- _Aim of the exercise_: Your task is to reproduce exactly the lines from the line with "Would you be able to point to the woman's long" through the end of the records below.

* start Extracted data *

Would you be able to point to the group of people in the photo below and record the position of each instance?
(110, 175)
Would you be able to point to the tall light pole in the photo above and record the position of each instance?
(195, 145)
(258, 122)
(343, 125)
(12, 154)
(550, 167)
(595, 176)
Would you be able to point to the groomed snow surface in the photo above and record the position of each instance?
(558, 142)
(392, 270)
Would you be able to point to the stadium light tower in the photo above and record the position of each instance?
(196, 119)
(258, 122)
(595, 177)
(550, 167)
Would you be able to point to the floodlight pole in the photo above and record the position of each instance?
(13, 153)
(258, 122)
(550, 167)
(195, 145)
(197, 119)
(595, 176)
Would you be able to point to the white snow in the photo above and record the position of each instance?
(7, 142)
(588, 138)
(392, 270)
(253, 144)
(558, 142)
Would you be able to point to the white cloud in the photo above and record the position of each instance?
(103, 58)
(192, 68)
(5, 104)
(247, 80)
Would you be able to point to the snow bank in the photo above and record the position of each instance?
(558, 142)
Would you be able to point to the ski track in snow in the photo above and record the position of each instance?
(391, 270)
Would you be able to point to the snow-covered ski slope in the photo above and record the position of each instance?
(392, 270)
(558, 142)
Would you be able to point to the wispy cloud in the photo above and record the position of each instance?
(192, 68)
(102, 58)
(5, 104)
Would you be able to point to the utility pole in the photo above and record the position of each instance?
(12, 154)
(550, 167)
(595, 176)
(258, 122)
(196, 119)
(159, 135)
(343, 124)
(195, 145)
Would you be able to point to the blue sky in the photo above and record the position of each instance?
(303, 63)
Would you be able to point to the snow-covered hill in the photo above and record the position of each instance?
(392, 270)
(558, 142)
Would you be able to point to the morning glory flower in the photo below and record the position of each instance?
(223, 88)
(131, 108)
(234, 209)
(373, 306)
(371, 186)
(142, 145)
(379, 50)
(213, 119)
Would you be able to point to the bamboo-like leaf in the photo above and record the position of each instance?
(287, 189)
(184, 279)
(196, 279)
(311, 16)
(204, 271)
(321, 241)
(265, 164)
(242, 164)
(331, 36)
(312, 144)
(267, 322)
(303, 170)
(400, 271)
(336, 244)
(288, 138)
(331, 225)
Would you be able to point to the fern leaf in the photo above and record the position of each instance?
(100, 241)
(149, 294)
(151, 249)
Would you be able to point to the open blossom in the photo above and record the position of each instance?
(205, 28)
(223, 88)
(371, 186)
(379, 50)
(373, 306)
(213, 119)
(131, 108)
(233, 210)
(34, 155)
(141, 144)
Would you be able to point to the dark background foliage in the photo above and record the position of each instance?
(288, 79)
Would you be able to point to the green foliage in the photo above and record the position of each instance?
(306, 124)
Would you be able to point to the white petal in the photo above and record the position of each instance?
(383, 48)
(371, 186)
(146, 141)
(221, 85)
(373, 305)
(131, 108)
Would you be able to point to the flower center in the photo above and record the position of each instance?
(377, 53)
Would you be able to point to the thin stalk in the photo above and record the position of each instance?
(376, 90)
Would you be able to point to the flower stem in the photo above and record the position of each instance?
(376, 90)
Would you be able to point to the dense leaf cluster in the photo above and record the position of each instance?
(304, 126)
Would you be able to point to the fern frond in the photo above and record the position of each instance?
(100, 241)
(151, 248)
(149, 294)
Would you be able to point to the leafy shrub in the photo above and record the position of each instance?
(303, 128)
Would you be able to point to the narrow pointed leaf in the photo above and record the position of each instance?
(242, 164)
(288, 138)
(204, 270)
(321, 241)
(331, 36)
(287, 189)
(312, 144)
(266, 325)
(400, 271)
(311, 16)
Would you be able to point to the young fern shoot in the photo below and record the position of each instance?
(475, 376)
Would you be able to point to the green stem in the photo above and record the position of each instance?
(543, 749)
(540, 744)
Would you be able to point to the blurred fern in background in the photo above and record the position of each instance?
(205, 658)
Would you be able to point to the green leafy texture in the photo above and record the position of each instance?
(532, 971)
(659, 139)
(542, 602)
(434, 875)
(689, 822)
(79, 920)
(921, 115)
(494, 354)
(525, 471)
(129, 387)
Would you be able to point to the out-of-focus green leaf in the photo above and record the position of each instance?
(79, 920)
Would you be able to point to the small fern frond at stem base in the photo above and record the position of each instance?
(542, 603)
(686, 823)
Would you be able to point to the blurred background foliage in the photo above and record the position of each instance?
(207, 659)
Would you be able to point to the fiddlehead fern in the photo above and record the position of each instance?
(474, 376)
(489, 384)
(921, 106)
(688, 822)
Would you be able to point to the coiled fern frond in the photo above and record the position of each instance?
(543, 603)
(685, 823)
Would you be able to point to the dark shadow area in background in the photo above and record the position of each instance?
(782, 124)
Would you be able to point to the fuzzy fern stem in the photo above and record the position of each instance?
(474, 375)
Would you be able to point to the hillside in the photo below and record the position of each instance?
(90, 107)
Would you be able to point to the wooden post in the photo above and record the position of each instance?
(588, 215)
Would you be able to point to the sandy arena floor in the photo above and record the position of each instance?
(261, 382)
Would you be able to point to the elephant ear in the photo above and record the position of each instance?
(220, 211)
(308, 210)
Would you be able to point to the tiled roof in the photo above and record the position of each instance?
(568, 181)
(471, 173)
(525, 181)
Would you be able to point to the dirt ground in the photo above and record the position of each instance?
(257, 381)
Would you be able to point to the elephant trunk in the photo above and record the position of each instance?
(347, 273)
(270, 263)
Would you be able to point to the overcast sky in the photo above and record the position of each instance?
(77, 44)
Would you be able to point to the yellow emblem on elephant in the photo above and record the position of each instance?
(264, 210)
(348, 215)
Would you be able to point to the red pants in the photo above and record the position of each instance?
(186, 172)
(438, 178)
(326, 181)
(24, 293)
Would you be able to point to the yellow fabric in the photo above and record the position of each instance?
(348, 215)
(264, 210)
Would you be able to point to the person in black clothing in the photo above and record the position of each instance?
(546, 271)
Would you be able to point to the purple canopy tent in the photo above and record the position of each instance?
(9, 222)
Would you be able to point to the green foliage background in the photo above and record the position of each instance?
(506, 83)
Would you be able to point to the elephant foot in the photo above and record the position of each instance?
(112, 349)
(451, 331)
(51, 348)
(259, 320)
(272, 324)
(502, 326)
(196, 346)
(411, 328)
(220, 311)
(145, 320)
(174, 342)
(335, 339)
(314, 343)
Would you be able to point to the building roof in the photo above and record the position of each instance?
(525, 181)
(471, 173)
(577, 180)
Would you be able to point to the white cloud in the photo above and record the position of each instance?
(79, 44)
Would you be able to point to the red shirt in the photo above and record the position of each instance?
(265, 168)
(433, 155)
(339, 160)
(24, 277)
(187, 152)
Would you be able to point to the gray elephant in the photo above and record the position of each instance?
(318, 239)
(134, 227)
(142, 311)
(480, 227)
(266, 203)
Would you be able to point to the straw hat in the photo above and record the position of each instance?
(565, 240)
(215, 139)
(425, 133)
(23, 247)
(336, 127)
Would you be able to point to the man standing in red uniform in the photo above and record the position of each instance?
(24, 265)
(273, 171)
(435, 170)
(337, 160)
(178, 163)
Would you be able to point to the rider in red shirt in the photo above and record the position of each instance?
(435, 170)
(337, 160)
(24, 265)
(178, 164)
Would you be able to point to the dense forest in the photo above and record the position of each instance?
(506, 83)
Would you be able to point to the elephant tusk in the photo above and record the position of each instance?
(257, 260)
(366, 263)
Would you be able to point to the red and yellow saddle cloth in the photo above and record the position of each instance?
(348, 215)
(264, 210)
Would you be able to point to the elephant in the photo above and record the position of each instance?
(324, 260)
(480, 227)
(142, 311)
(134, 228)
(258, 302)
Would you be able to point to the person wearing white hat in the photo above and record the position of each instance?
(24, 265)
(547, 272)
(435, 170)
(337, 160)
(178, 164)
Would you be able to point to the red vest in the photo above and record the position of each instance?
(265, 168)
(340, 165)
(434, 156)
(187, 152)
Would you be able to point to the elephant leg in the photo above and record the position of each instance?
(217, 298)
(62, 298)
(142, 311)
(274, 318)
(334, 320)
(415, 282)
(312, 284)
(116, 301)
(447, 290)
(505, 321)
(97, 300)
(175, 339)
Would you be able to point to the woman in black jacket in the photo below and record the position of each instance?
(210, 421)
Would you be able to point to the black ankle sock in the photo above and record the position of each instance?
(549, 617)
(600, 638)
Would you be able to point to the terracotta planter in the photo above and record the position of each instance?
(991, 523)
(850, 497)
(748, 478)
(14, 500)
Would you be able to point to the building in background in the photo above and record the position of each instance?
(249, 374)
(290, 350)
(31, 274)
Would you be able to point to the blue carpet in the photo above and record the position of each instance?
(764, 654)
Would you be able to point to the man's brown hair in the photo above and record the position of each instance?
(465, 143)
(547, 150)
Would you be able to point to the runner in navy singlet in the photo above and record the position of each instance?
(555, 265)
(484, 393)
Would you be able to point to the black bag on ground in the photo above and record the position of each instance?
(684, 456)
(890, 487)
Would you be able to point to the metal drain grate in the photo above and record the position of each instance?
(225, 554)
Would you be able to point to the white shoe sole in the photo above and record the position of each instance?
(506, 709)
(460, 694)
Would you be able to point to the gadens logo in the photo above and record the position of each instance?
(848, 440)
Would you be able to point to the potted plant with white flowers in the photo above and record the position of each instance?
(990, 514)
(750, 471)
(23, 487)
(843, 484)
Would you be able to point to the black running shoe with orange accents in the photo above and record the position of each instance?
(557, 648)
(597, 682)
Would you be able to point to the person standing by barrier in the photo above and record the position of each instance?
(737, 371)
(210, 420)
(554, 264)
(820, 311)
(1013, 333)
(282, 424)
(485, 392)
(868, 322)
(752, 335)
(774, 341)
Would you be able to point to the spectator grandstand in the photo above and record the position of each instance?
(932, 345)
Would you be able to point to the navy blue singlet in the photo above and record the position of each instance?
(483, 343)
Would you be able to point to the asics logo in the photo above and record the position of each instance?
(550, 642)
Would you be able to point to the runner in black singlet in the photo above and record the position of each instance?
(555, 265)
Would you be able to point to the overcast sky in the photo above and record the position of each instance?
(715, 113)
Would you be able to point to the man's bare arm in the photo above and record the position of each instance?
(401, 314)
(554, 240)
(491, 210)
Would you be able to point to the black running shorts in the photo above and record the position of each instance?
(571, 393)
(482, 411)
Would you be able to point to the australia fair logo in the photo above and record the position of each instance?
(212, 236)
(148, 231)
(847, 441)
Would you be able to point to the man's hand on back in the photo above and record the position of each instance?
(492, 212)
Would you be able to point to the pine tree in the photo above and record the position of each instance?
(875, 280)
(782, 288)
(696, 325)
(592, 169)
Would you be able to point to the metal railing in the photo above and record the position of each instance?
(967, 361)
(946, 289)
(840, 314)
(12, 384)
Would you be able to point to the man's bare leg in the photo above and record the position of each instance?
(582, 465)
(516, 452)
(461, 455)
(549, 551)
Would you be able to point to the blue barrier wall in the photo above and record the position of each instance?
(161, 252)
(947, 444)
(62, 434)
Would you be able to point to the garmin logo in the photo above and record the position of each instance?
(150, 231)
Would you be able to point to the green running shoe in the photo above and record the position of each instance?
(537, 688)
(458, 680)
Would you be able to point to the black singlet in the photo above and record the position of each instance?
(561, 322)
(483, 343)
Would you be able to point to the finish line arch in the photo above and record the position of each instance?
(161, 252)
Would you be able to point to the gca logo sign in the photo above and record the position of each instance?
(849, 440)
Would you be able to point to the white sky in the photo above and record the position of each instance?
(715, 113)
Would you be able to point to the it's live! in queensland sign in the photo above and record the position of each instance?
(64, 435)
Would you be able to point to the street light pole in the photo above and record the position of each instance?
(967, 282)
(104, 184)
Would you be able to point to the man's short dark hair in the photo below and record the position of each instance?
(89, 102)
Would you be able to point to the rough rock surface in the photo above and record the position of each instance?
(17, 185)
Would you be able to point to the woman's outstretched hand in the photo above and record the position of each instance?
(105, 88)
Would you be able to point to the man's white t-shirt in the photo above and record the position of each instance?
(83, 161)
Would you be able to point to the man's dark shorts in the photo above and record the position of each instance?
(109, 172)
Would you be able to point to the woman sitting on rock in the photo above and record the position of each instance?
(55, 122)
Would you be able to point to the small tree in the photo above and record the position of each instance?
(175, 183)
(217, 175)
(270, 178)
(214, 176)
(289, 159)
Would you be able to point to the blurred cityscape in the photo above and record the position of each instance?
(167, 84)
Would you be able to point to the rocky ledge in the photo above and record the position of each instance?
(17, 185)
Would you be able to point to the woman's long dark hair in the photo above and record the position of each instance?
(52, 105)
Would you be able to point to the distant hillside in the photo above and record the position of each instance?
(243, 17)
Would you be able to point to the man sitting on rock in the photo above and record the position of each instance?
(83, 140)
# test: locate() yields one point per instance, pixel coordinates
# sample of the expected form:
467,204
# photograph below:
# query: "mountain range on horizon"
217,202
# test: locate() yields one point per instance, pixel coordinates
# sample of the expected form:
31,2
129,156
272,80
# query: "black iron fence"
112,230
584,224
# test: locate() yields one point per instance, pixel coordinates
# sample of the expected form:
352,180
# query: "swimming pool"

* end Extracted data *

- _Task solution_:
Would you be able to point to the woman's long dark hair in the photo above and record the position of each instance?
(52, 105)
Would you be able to point to the distant hillside in the photo above and record the position of each instance?
(243, 17)
Would you be able to point to the man sitting on rock in the photo above and record the position of each instance?
(83, 140)
# test: locate() yields one point per instance, pixel coordinates
# sample of the expected form:
467,204
# photograph below:
# query: "mountain range on horizon"
217,202
# test: locate() yields one point per instance, pixel coordinates
# sample of the expected form:
31,2
129,156
272,80
# query: "black iron fence"
112,230
584,224
# test: locate() yields one point per instance, pixel coordinates
# sample of the expected form:
352,180
# query: "swimming pool"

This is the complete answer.